■ **Extracted information**:

= = =

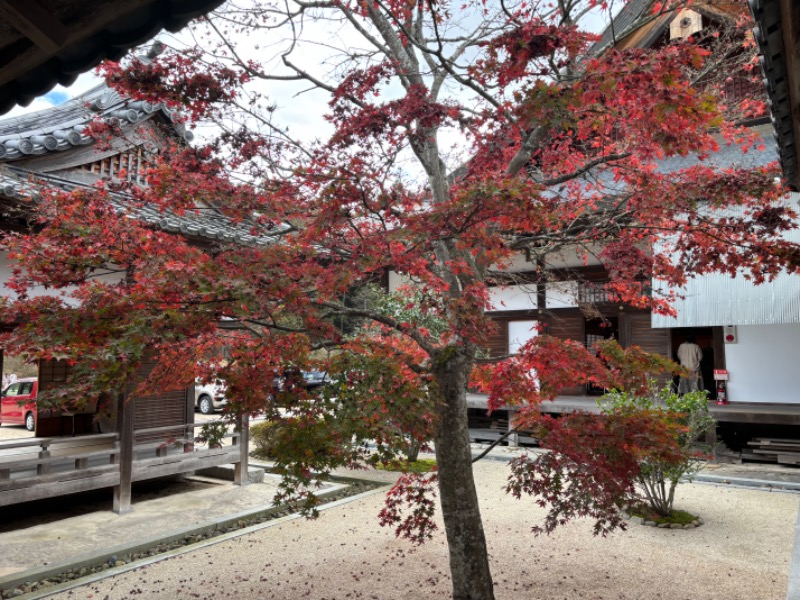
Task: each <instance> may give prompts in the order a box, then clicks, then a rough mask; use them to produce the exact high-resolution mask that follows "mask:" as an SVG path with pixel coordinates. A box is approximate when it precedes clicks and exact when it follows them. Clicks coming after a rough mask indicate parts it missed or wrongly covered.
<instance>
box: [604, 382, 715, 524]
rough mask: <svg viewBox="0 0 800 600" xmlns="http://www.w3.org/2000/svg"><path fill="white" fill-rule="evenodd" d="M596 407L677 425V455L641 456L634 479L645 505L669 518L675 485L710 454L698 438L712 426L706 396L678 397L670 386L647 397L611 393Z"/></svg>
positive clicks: (692, 394)
mask: <svg viewBox="0 0 800 600" xmlns="http://www.w3.org/2000/svg"><path fill="white" fill-rule="evenodd" d="M599 404H600V406H601V408H602V410H603V412H604V413H605V414H612V415H630V414H634V413H637V412H650V413H652V414H654V415H656V416H657V417H658V418H660V419H661V420H662V421H663V422H664V423H665V424H666V425H669V426H677V427H674V431H675V432H676V433H675V436H676V439H675V442H676V447H677V448H678V450H679V452H678V453H677V454H672V455H669V456H661V455H659V454H646V455H643V456H642V457H641V458H640V460H639V474H638V475H637V477H636V480H637V483H638V485H639V487H640V488H641V490H642V492H643V494H644V499H645V500H646V501H647V503H648V505H649V506H650V507H651V508H652V509H653V510H654V511H655V512H656V513H658V514H659V515H661V516H664V517H666V516H669V515H671V513H672V512H673V503H674V500H675V489H676V487H677V486H678V483H679V482H680V481H681V479H689V480H691V478H692V476H693V475H694V474H696V473H697V472H699V471H700V470H701V469H702V468H703V464H704V463H703V461H702V460H701V459H702V457H703V456H704V455H707V454H709V453H710V451H711V448H708V447H702V445H700V444H699V442H698V438H700V437H701V436H702V435H703V434H704V433H705V432H706V431H707V430H708V429H709V428H711V427H714V425H715V420H714V417H712V416H711V414H710V413H709V411H708V399H707V397H706V393H705V392H690V393H688V394H684V395H683V396H679V395H678V394H676V393H674V392H673V391H672V390H671V389H670V388H669V387H665V388H662V389H653V390H652V392H651V393H650V395H647V396H644V395H635V394H632V393H627V392H611V393H609V394H606V395H605V396H603V397H602V398H601V399H600V400H599Z"/></svg>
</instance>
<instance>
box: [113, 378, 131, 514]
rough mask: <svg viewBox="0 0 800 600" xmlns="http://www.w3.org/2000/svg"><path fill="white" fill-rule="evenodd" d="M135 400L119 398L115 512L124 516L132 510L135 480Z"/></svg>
mask: <svg viewBox="0 0 800 600" xmlns="http://www.w3.org/2000/svg"><path fill="white" fill-rule="evenodd" d="M133 403H134V400H133V398H130V397H128V395H127V394H119V396H118V397H117V432H118V433H119V443H120V446H119V485H118V486H116V487H114V509H113V510H114V512H115V513H117V514H118V515H123V514H125V513H128V512H130V511H131V510H132V509H131V485H132V479H133V434H134V429H133V425H134V423H133Z"/></svg>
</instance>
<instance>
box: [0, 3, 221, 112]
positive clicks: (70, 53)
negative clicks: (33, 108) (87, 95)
mask: <svg viewBox="0 0 800 600" xmlns="http://www.w3.org/2000/svg"><path fill="white" fill-rule="evenodd" d="M20 4H21V5H22V4H24V0H22V1H21V2H20ZM220 4H222V0H137V1H136V2H131V1H126V0H94V1H92V2H89V1H87V0H80V1H75V0H51V1H50V2H48V3H47V7H48V10H49V11H50V13H51V16H53V17H54V19H55V22H56V24H58V25H62V24H63V27H65V28H66V29H67V30H68V37H67V41H66V42H65V43H64V44H63V45H62V46H61V47H60V48H58V50H57V51H56V52H54V53H51V52H45V51H43V50H41V49H38V50H37V46H36V44H33V43H31V41H30V40H26V39H25V36H22V37H20V36H19V35H15V34H16V33H17V32H16V31H15V29H14V28H13V27H11V28H9V23H8V21H6V20H5V19H4V18H2V16H0V24H1V25H3V26H4V29H3V31H4V33H5V34H6V35H5V36H4V38H3V39H2V40H0V49H2V50H3V52H0V55H2V56H3V57H4V58H2V59H0V66H3V67H8V68H6V69H5V71H6V72H8V73H15V72H16V71H15V70H14V69H13V68H12V67H14V64H15V63H18V62H19V61H24V62H26V63H27V64H28V65H29V66H28V67H27V68H26V69H24V71H21V72H20V73H19V74H18V75H14V76H11V77H10V78H6V77H0V113H4V112H6V111H8V110H9V109H10V108H11V107H13V106H14V104H21V105H23V106H25V105H27V104H29V103H30V102H31V100H33V99H34V98H36V97H37V96H40V95H42V94H44V93H46V92H47V91H48V90H50V89H52V88H53V86H55V85H56V84H57V83H60V84H62V85H70V84H71V83H72V82H73V81H75V78H76V77H77V76H78V75H79V74H81V73H83V72H85V71H88V70H89V69H91V68H92V67H94V66H96V65H97V64H99V63H100V62H101V61H102V60H103V59H106V58H109V59H112V60H119V59H120V58H121V57H122V56H123V55H124V54H125V53H126V52H127V51H128V50H129V49H131V48H134V47H136V46H138V45H140V44H143V43H145V42H146V41H147V40H149V39H151V38H152V37H153V36H155V35H156V34H157V33H158V32H159V31H161V30H162V29H166V30H168V31H173V32H174V31H178V30H179V29H181V28H183V27H184V26H185V25H186V24H187V23H188V22H189V21H190V20H192V19H194V18H196V17H199V16H201V15H203V14H205V13H207V12H209V11H211V10H213V9H215V8H216V7H218V6H219V5H220ZM59 21H60V22H59ZM6 38H8V39H6Z"/></svg>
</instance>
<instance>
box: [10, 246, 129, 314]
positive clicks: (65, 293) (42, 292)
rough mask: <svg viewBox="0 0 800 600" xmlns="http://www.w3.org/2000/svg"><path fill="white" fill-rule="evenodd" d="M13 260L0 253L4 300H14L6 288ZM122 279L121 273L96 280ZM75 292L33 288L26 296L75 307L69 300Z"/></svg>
mask: <svg viewBox="0 0 800 600" xmlns="http://www.w3.org/2000/svg"><path fill="white" fill-rule="evenodd" d="M14 262H15V261H13V260H11V259H9V258H8V254H7V253H5V252H3V253H0V294H2V295H3V296H4V297H6V298H12V299H16V297H17V294H16V293H15V292H14V291H13V290H11V289H9V288H8V287H7V286H6V283H7V282H8V280H9V279H10V278H11V275H12V269H13V268H14ZM123 277H124V274H123V273H112V274H109V275H103V276H99V277H98V278H97V279H98V280H99V281H104V282H106V283H117V282H119V281H121V280H122V278H123ZM74 290H75V288H74V287H68V288H63V289H57V290H56V289H52V288H45V287H44V286H35V287H32V288H30V289H29V290H28V296H31V297H34V296H50V297H53V298H61V299H63V300H64V302H66V303H67V304H70V305H73V306H75V305H77V301H76V300H74V299H73V298H71V293H72V292H73V291H74Z"/></svg>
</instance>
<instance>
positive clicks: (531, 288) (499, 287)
mask: <svg viewBox="0 0 800 600" xmlns="http://www.w3.org/2000/svg"><path fill="white" fill-rule="evenodd" d="M489 301H490V302H491V308H490V310H497V311H503V310H532V309H535V308H537V305H536V285H535V284H530V285H506V286H498V287H493V288H489Z"/></svg>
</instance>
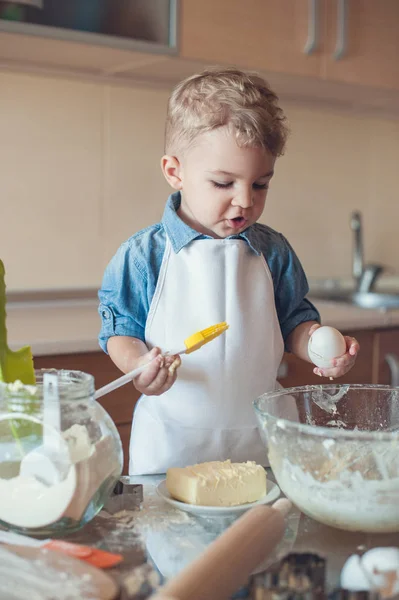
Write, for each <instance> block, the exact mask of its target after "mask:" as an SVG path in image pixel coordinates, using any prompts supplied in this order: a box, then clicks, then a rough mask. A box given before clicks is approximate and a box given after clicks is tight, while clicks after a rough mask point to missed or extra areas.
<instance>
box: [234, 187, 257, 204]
mask: <svg viewBox="0 0 399 600" xmlns="http://www.w3.org/2000/svg"><path fill="white" fill-rule="evenodd" d="M253 203H254V201H253V193H252V189H250V190H242V191H241V193H240V194H237V196H235V197H234V199H233V205H234V206H241V208H251V206H253Z"/></svg>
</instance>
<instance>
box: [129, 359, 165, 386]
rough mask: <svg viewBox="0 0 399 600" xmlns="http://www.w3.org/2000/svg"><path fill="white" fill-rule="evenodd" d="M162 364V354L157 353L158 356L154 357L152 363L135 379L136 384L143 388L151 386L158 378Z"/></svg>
mask: <svg viewBox="0 0 399 600" xmlns="http://www.w3.org/2000/svg"><path fill="white" fill-rule="evenodd" d="M150 360H151V359H150ZM147 362H148V360H147ZM144 364H145V363H144ZM161 365H162V356H157V355H156V358H155V359H154V358H153V359H152V361H151V362H150V364H149V365H148V366H147V367H146V368H145V370H144V371H143V372H142V373H140V375H138V376H137V377H136V378H135V379H134V382H135V384H137V385H138V386H140V387H141V388H143V387H147V386H149V385H150V384H151V383H152V382H153V381H154V380H155V379H156V377H157V375H158V373H159V371H160V369H161Z"/></svg>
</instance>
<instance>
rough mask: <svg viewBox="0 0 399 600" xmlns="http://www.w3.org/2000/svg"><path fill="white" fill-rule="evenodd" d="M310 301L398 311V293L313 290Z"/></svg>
mask: <svg viewBox="0 0 399 600" xmlns="http://www.w3.org/2000/svg"><path fill="white" fill-rule="evenodd" d="M309 299H310V300H315V301H317V300H325V301H329V302H339V303H342V304H350V305H352V306H358V307H359V308H370V309H384V310H392V309H395V308H396V309H399V292H398V293H381V292H354V291H353V290H342V289H341V290H340V289H337V290H332V289H329V290H317V291H316V290H315V291H312V292H310V294H309Z"/></svg>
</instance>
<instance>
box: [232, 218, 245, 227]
mask: <svg viewBox="0 0 399 600" xmlns="http://www.w3.org/2000/svg"><path fill="white" fill-rule="evenodd" d="M246 222H247V220H246V219H244V217H234V219H228V223H229V226H230V227H233V229H239V228H240V227H243V226H244V225H245V223H246Z"/></svg>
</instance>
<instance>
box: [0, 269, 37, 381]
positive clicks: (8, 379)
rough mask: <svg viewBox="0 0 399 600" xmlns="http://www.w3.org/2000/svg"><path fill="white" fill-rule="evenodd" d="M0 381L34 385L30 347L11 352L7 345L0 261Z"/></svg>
mask: <svg viewBox="0 0 399 600" xmlns="http://www.w3.org/2000/svg"><path fill="white" fill-rule="evenodd" d="M0 381H3V382H4V383H13V382H14V381H21V382H22V383H24V384H26V385H34V384H35V370H34V368H33V358H32V352H31V349H30V346H24V347H23V348H21V349H20V350H17V351H16V352H13V351H12V350H10V348H9V347H8V345H7V327H6V284H5V269H4V264H3V262H2V261H1V260H0Z"/></svg>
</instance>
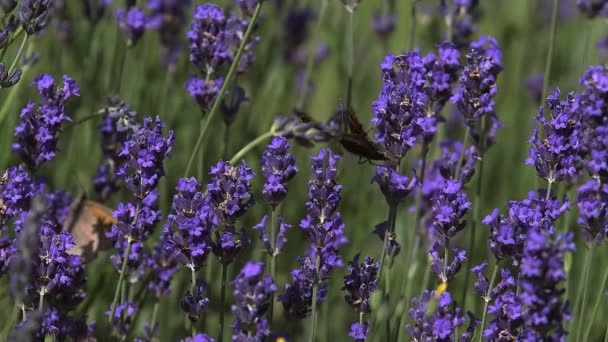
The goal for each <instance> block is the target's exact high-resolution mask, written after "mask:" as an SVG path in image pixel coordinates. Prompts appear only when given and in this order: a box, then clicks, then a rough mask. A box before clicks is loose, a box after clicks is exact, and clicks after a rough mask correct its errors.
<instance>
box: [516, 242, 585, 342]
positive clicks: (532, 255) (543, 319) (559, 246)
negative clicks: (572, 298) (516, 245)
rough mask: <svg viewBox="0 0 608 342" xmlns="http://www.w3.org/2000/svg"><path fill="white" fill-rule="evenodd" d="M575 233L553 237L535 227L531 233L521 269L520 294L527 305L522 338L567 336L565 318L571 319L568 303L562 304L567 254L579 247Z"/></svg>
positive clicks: (520, 298) (560, 338) (565, 272)
mask: <svg viewBox="0 0 608 342" xmlns="http://www.w3.org/2000/svg"><path fill="white" fill-rule="evenodd" d="M573 238H574V236H573V234H572V233H568V234H567V235H558V236H552V235H551V234H548V233H546V232H542V231H536V230H531V231H530V232H529V233H528V235H527V243H526V247H525V248H524V252H523V258H522V263H521V268H520V277H519V286H520V287H521V289H522V291H521V293H520V294H519V295H518V297H519V299H520V300H521V304H522V306H523V310H522V314H523V320H524V323H523V331H522V338H521V340H522V341H538V340H548V339H551V340H555V341H557V340H560V339H563V338H565V336H566V330H565V328H564V326H563V323H564V321H567V320H570V312H569V310H568V303H567V302H566V303H562V301H561V298H560V297H561V296H562V295H563V294H564V292H565V290H564V289H563V288H561V287H560V286H559V284H560V282H563V281H565V279H566V271H565V270H564V256H565V254H566V253H567V252H573V251H574V250H575V249H576V248H575V245H574V242H573Z"/></svg>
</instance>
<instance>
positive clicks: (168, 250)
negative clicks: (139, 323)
mask: <svg viewBox="0 0 608 342" xmlns="http://www.w3.org/2000/svg"><path fill="white" fill-rule="evenodd" d="M168 235H169V233H168V232H167V231H163V232H162V233H161V235H160V238H159V239H158V242H157V243H156V245H155V246H154V249H153V250H152V253H150V255H149V256H144V258H143V259H144V262H143V264H144V266H145V267H146V268H147V269H149V276H150V278H149V279H150V280H149V282H148V288H149V289H150V291H151V292H152V294H153V295H154V296H155V297H156V298H157V299H159V300H160V299H161V298H162V297H166V296H168V295H169V294H170V293H171V280H172V279H173V276H174V275H175V273H176V272H177V271H178V270H179V267H178V265H179V264H178V262H177V258H176V257H175V255H174V251H173V250H172V249H170V248H166V246H167V244H168V243H169V242H168V240H169V236H168ZM151 328H152V330H154V329H155V327H151ZM152 335H155V334H152Z"/></svg>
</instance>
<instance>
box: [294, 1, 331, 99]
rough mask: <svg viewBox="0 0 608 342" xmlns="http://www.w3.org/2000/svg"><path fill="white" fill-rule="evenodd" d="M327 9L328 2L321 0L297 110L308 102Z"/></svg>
mask: <svg viewBox="0 0 608 342" xmlns="http://www.w3.org/2000/svg"><path fill="white" fill-rule="evenodd" d="M326 7H327V0H321V7H320V9H319V20H318V21H317V26H316V27H315V32H314V38H313V40H312V42H311V43H310V47H309V49H308V56H306V69H304V77H303V79H302V84H303V85H302V87H303V90H302V94H301V95H300V99H299V101H298V103H297V106H296V108H297V109H300V110H302V109H303V108H302V106H304V102H306V93H307V90H308V79H309V78H310V74H311V73H312V67H313V65H314V63H315V49H316V44H317V42H318V41H319V40H320V38H321V27H322V25H323V18H325V9H326Z"/></svg>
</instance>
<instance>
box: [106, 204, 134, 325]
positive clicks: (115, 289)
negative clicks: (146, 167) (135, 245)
mask: <svg viewBox="0 0 608 342" xmlns="http://www.w3.org/2000/svg"><path fill="white" fill-rule="evenodd" d="M137 209H138V210H137V211H136V215H135V216H136V217H137V212H139V205H138V206H137ZM132 244H133V241H132V240H131V238H129V239H128V241H127V251H126V253H125V257H124V259H123V261H122V267H121V268H120V276H119V277H118V284H116V289H115V290H114V299H113V300H112V310H111V312H110V317H109V320H110V324H112V322H113V321H114V314H115V313H116V306H118V297H119V296H120V291H121V289H122V283H123V281H124V279H125V273H126V272H127V263H128V261H129V255H130V254H131V246H132Z"/></svg>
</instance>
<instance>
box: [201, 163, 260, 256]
mask: <svg viewBox="0 0 608 342" xmlns="http://www.w3.org/2000/svg"><path fill="white" fill-rule="evenodd" d="M209 174H210V175H211V182H210V183H209V184H207V192H208V194H207V197H208V199H207V201H208V205H209V206H210V209H211V211H212V213H213V215H214V217H215V220H217V221H216V222H217V223H216V226H217V227H218V229H216V230H215V231H214V232H213V234H212V240H211V250H212V251H213V254H215V255H216V256H217V257H218V258H219V260H220V262H221V263H222V264H224V265H228V264H230V263H231V262H232V261H233V260H234V258H235V257H236V256H237V254H238V253H239V252H240V251H241V249H242V248H243V247H245V246H247V245H248V244H249V242H250V241H249V238H248V237H247V234H246V232H245V229H241V231H240V232H237V229H236V221H237V220H238V219H239V218H240V217H241V216H242V215H244V214H245V212H247V210H248V209H249V208H250V207H251V206H252V205H253V204H254V203H255V202H254V200H253V196H252V194H251V180H252V179H253V177H254V175H255V173H254V172H253V170H251V169H250V168H249V167H248V166H247V163H246V162H245V161H243V163H242V164H241V166H232V165H230V164H229V163H227V162H224V161H221V160H220V161H218V163H217V164H216V165H215V166H214V167H212V168H211V171H210V173H209ZM220 227H221V229H220Z"/></svg>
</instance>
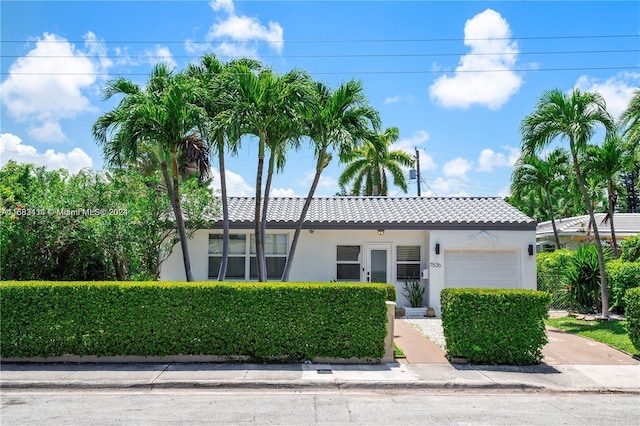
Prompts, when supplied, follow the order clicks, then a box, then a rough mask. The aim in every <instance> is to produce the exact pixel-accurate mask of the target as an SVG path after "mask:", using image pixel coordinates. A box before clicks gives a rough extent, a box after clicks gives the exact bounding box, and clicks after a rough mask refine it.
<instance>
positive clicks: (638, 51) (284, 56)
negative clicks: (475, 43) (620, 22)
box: [0, 49, 640, 60]
mask: <svg viewBox="0 0 640 426" xmlns="http://www.w3.org/2000/svg"><path fill="white" fill-rule="evenodd" d="M636 52H640V49H616V50H563V51H540V52H517V53H513V52H493V53H489V52H483V53H473V52H469V53H464V52H463V53H371V54H366V53H365V54H331V55H260V57H261V58H282V59H292V58H298V59H300V58H301V59H315V58H318V59H327V58H342V59H344V58H384V57H389V58H399V57H409V58H417V57H436V56H502V55H574V54H580V55H581V54H595V53H597V54H611V53H636ZM22 57H24V55H0V58H13V59H15V58H22ZM124 57H125V58H130V59H141V60H143V59H164V58H166V56H160V55H129V56H124ZM171 57H172V58H173V59H198V58H200V55H181V56H171ZM29 58H30V59H33V58H38V59H40V58H42V59H75V58H77V56H74V55H30V56H29ZM100 58H101V59H120V58H122V57H121V56H111V55H105V56H100ZM218 58H220V59H227V58H229V59H230V58H234V56H218Z"/></svg>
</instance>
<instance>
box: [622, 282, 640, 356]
mask: <svg viewBox="0 0 640 426" xmlns="http://www.w3.org/2000/svg"><path fill="white" fill-rule="evenodd" d="M625 303H626V306H627V311H626V314H627V327H628V329H629V339H630V340H631V343H633V346H635V348H636V349H637V350H638V351H640V287H636V288H632V289H630V290H628V291H627V295H626V296H625Z"/></svg>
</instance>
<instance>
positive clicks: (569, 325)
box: [545, 317, 640, 356]
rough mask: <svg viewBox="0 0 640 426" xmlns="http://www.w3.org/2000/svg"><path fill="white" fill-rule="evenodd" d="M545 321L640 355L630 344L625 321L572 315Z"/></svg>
mask: <svg viewBox="0 0 640 426" xmlns="http://www.w3.org/2000/svg"><path fill="white" fill-rule="evenodd" d="M545 323H546V324H547V325H550V326H551V327H555V328H559V329H560V330H563V331H566V332H568V333H572V334H577V335H579V336H584V337H588V338H590V339H593V340H595V341H597V342H601V343H604V344H607V345H609V346H611V347H614V348H616V349H620V350H622V351H624V352H627V353H630V354H632V355H635V356H640V352H639V351H638V350H637V349H636V348H634V347H633V345H632V344H631V340H630V339H629V334H628V331H627V322H626V321H584V320H579V319H576V318H574V317H563V318H553V319H547V320H545Z"/></svg>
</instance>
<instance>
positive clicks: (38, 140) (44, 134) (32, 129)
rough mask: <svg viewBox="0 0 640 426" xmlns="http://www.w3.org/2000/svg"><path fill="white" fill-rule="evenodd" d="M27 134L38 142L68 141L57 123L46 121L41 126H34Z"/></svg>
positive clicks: (32, 127) (28, 131) (55, 141)
mask: <svg viewBox="0 0 640 426" xmlns="http://www.w3.org/2000/svg"><path fill="white" fill-rule="evenodd" d="M27 133H29V136H31V137H32V138H33V139H35V140H37V141H38V142H62V141H64V140H65V139H66V137H65V135H64V133H63V132H62V129H61V128H60V123H58V122H57V121H46V122H44V123H43V124H42V125H41V126H32V127H30V128H29V129H28V130H27Z"/></svg>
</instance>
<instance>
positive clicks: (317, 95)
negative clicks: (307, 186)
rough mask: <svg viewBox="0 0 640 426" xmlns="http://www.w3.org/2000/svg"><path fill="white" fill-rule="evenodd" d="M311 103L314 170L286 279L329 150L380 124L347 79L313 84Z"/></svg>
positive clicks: (342, 148) (285, 273) (343, 151)
mask: <svg viewBox="0 0 640 426" xmlns="http://www.w3.org/2000/svg"><path fill="white" fill-rule="evenodd" d="M313 92H314V98H315V99H314V102H313V105H312V107H311V108H308V109H307V110H306V123H307V126H308V128H307V133H308V136H309V137H310V138H311V141H312V142H313V145H314V151H315V158H316V170H315V174H314V177H313V182H312V183H311V187H310V188H309V193H308V194H307V198H306V199H305V202H304V205H303V207H302V211H301V212H300V218H299V219H298V223H297V225H296V230H295V233H294V234H293V240H292V241H291V248H290V249H289V255H288V256H287V261H286V264H285V267H284V272H283V274H282V281H289V275H290V273H291V267H292V266H293V259H294V257H295V253H296V247H297V246H298V240H299V238H300V233H301V232H302V225H303V223H304V220H305V218H306V217H307V212H308V211H309V207H310V206H311V200H312V199H313V195H314V194H315V191H316V188H317V187H318V182H320V176H321V174H322V171H323V170H324V169H325V168H326V167H327V166H328V165H329V163H330V162H331V159H332V155H331V152H330V151H331V150H332V149H337V150H338V151H339V152H343V153H344V152H347V151H349V150H351V149H353V148H354V147H355V146H356V144H357V143H358V141H360V140H362V139H363V138H364V137H366V136H367V135H368V134H370V132H371V131H372V130H376V129H377V128H378V127H379V126H380V117H379V115H378V112H377V111H376V110H374V109H373V108H372V107H371V106H370V105H369V104H368V102H367V99H366V97H365V95H364V90H363V88H362V83H361V82H359V81H355V80H350V81H348V82H346V83H342V84H341V85H340V86H339V87H338V88H337V89H336V90H334V91H332V90H331V89H330V88H329V87H327V86H326V85H325V84H323V83H321V82H316V83H315V85H314V91H313Z"/></svg>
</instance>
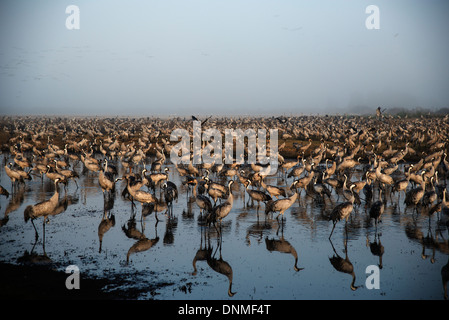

= = =

Begin at the first line of the data above and repeat each line exactly, stopping after the line containing "box: [604, 382, 715, 524]". Omit the pictures.

Task: each <instance> may give prompts in the order a box, then clicks, then a rough mask; use them to produce the exact high-resolution mask that follows "mask:" as an SVG path with pixel coordinates. A box is approximate when it precedes clicks and exact when it follows them. Clicks coming after a rough mask indicate parts it missed or wrongly covered.
<instance>
box: [604, 382, 715, 524]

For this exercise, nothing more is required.